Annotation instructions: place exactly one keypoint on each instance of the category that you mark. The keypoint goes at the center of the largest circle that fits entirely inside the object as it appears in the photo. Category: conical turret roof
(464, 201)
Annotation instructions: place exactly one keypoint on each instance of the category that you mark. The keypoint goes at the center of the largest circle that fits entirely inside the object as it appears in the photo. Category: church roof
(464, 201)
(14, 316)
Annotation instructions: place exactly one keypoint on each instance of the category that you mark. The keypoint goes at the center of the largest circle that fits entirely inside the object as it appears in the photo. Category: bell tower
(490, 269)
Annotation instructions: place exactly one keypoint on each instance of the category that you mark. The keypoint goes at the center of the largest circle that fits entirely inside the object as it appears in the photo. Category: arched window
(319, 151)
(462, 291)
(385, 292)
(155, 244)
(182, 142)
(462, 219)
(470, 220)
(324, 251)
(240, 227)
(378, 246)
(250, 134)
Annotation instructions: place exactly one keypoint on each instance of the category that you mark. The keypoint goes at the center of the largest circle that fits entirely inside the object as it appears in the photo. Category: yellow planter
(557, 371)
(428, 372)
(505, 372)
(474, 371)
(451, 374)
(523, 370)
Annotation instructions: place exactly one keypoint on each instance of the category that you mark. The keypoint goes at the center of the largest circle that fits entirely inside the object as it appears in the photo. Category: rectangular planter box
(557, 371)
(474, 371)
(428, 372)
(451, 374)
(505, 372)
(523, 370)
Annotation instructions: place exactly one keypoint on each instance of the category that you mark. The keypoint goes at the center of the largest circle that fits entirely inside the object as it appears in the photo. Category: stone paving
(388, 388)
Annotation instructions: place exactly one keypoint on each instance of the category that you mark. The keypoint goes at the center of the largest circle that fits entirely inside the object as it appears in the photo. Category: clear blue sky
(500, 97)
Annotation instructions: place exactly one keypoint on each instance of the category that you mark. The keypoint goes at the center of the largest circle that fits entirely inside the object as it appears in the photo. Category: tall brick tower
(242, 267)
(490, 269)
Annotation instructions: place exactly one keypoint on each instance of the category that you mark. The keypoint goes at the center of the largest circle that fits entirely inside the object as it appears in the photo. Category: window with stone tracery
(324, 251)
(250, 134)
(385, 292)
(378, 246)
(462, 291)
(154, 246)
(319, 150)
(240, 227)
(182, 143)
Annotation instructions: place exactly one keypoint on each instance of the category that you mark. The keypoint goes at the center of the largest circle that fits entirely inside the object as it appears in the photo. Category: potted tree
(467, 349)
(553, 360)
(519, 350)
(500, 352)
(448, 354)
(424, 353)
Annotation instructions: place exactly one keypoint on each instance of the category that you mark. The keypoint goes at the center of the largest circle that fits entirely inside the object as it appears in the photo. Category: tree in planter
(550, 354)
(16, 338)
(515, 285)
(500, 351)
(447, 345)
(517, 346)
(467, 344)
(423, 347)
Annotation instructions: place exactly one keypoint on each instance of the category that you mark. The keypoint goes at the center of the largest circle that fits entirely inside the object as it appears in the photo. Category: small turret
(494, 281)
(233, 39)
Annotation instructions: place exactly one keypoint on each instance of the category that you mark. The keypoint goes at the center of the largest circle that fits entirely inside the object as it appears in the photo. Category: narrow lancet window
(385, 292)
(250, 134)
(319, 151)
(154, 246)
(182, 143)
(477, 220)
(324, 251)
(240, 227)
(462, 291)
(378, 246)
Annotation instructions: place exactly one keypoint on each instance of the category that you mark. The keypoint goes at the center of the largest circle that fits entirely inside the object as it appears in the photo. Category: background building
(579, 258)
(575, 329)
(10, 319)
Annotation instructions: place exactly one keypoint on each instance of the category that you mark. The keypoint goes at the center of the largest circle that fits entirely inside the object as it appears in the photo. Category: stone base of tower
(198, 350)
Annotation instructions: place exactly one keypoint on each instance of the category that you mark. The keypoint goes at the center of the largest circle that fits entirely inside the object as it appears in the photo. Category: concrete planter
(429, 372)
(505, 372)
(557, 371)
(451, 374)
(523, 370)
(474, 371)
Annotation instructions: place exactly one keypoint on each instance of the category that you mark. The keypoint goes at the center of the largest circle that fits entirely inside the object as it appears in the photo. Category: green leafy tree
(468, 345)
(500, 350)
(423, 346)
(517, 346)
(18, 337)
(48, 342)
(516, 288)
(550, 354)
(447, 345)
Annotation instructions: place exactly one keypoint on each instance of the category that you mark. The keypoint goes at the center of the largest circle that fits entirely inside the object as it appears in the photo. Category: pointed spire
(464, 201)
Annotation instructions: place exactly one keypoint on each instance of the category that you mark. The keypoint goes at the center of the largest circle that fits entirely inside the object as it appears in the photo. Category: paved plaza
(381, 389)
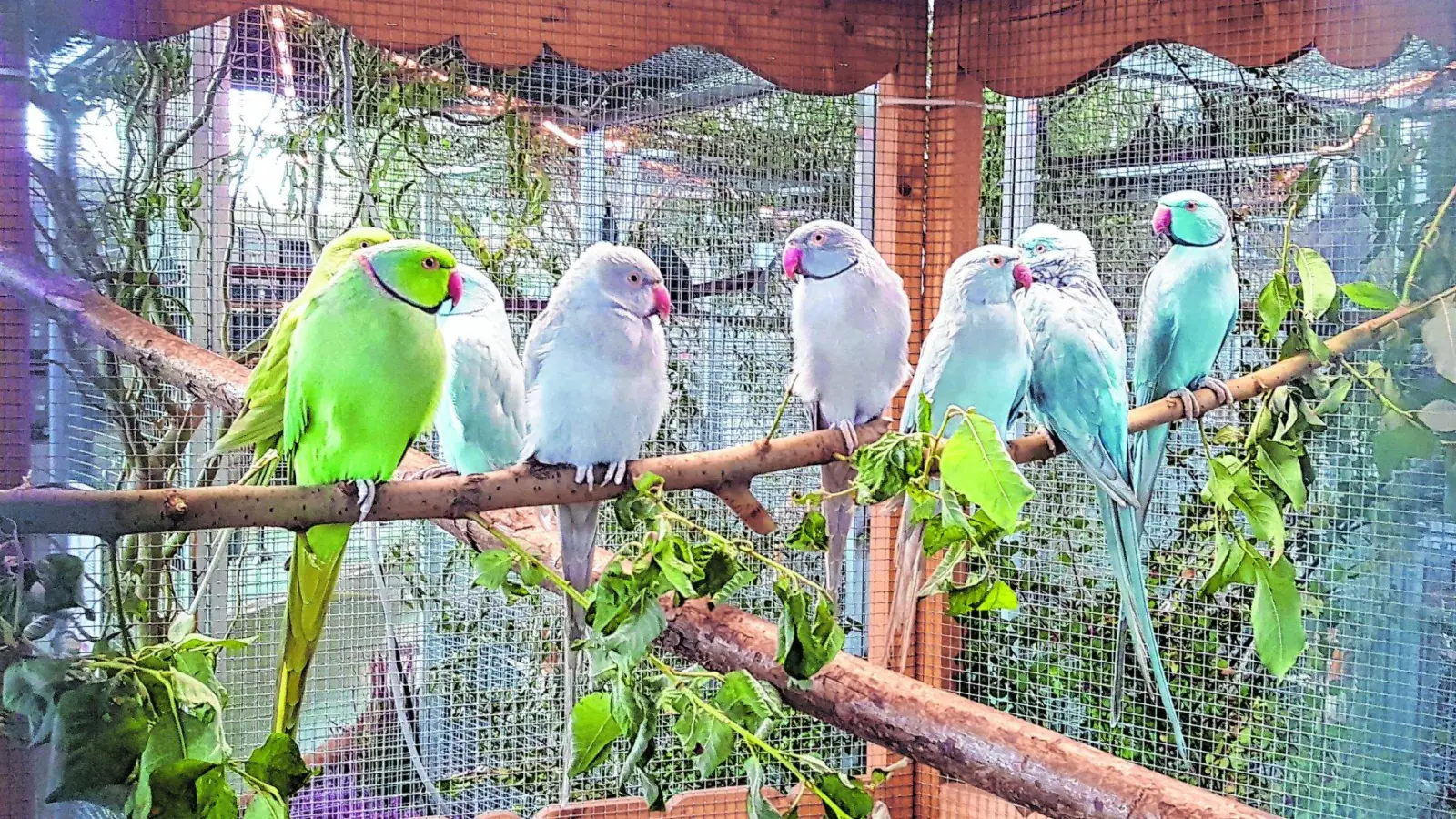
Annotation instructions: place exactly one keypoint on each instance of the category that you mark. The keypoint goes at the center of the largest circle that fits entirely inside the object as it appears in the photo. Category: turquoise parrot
(259, 424)
(851, 322)
(977, 356)
(364, 373)
(1079, 392)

━━━━━━

### Problem details
Leave out the pictures and reproduce the rest of the listing exactly.

### Answer section
Annotation instructions: place exactly one keypoint on each instance of the category that you mark. The keypoint goes at the center of the largest circle that fits entirely inside the object as it appears in the photo. Category: conical turret roof
(464, 201)
Annotation instructions: place exactly one keypoint on each instance of the category that you mark. The keypoint goes at the center of the largest circle that fits entirely inside the object as it appears in the photo. Category: church roof
(464, 201)
(14, 316)
Annotation instructions: place exactly one keypoint on each instance of the category that you mark. The keypoint goes at the center of the largest circle that fits entirely inside the object as it appears in the photo. Category: bell tower
(490, 269)
Annotation instructions: place exactly one keypoint on each instance of the category that you mark. The keypoint goes at the center of the largest circle that fits entirely inside the object as it appears in the photo. Category: arched window
(319, 151)
(462, 291)
(385, 292)
(155, 244)
(182, 142)
(462, 219)
(470, 220)
(324, 251)
(240, 227)
(378, 246)
(250, 134)
Annotation instructions: place exactly one keypoint on each instance of the category that you mark. The keypoint goes at the center of the largest circle that fits entirely inside the object as it appears in the photo. Category: yellow planter
(557, 371)
(428, 372)
(505, 372)
(474, 371)
(451, 374)
(523, 370)
Annotation instructions: place exactly one keypoint on each instance of the category that you mark. The keypoint goes at the center of the largest circle that fits entirely inside the object as it appears in the photo. Category: rectangular planter box
(557, 371)
(474, 371)
(428, 372)
(451, 374)
(505, 372)
(523, 370)
Annotation instructions: place exactly one keypoint on each instance of the category that you mark. The keypoint goes at the center of the largest circle that fits entirely inside the object as it appears in the photo. Category: stone paving
(388, 388)
Annotation instructions: place exactly one keypoint on each instance of the category that you mark. The keypoint goes at the center of the largest circle that fits entirely inside the object as it appears in the photo. Category: clear blue sky
(500, 97)
Annotation instructions: place exactly one keypoint on each instance of the category that you mark. The keypoint goes at the center of the largest circle that fits entirely inside the object as it appears in the photo. Category: tall brick tower
(242, 267)
(490, 269)
Annotation instructions: place exactly one keypoint on each instance of the category that you mark. The keypoint goes at the center of the largest circle that fits entirely inside the object as it appears in the photo. Category: window with stone tracery
(324, 251)
(250, 134)
(385, 292)
(378, 246)
(462, 291)
(154, 246)
(319, 150)
(240, 227)
(182, 143)
Annotation instructions: place exactly one keypoint on each instance of the category that you mark. The keypoint goes at the center of the largest circle that fits entirely inside the object as it appears in the photo. Category: potted tree
(467, 349)
(553, 360)
(519, 350)
(500, 352)
(448, 354)
(424, 353)
Annotation instructions: place exactly one keypoint on each instance of the category that you mark. The keypoint goes at the center of the largest circle that fits entirely inside the object as it appears in the photo. Category: tree in planter
(550, 354)
(16, 338)
(515, 285)
(500, 351)
(447, 345)
(517, 346)
(467, 344)
(423, 347)
Annotation instructions: place exactly one keypoint on each instance of the category that you mark. The keypoint goes at the center of the largest circle that fits entirely inside the object as it appears in the photo. Category: small turret
(494, 281)
(233, 39)
Annotation instructions: place exactly one keypoint on each instance of the category that you mark. The keypoint goes at the center of the largest circle that fits entirely inside the object as it appears in the photo. Category: narrow lancet window
(385, 292)
(250, 134)
(319, 151)
(154, 246)
(182, 143)
(477, 220)
(324, 251)
(240, 227)
(462, 291)
(378, 246)
Annotation instructions: place exactly one keypoint on each instance of the category that you mark. The keypoint goes at the center of the largest circle that fits entirely inside the object as it appears in the photo. Category: background building
(579, 258)
(575, 329)
(10, 319)
Annotation instructions: place exactly one keypoint on each instance of the category that you mark. The keypoint goes at the center of the largest circle that fits entirely inside the object as it appears in the photo. Category: stone base of tower
(198, 350)
Annotation instructions: place exactly one keypoint on each instance of the category that you mark. The keypoint goes at the center of the largest circle that fits entirely inside the object as it appears in the photo. Category: concrete planter
(429, 372)
(505, 372)
(557, 371)
(451, 374)
(523, 370)
(474, 371)
Annotation instructions: place exactly one keypoint on each instance of the category that you mark. The keypoint goes at the center of the largest circle that fits entirely inside the object as it appears in the photo. Category: green leafy tree
(468, 345)
(500, 350)
(423, 346)
(517, 346)
(18, 337)
(48, 342)
(516, 288)
(550, 354)
(447, 345)
Annotation instructions: place exactly one keypoint on each instance of the category that you mark. The keypoint goes at the center of the largest circle that fits entirely inside the object as it appears in the photo. Category: pointed spire
(464, 201)
Annotation instructions: place exactly one keypoint on each instance of the category that you mark. The keypoint goes at the center of the largest circle that fits entirely inside the object as it appears in the photo. Category: paved plaza
(381, 389)
Annotation instructions: place exactly one keypoint on each instance of the category that you mark. The keypoint goes at the center of the largest circle that fits entirely inside the object as it appears in the photo. Category: turquoise parrot
(259, 424)
(851, 322)
(977, 356)
(364, 373)
(1079, 392)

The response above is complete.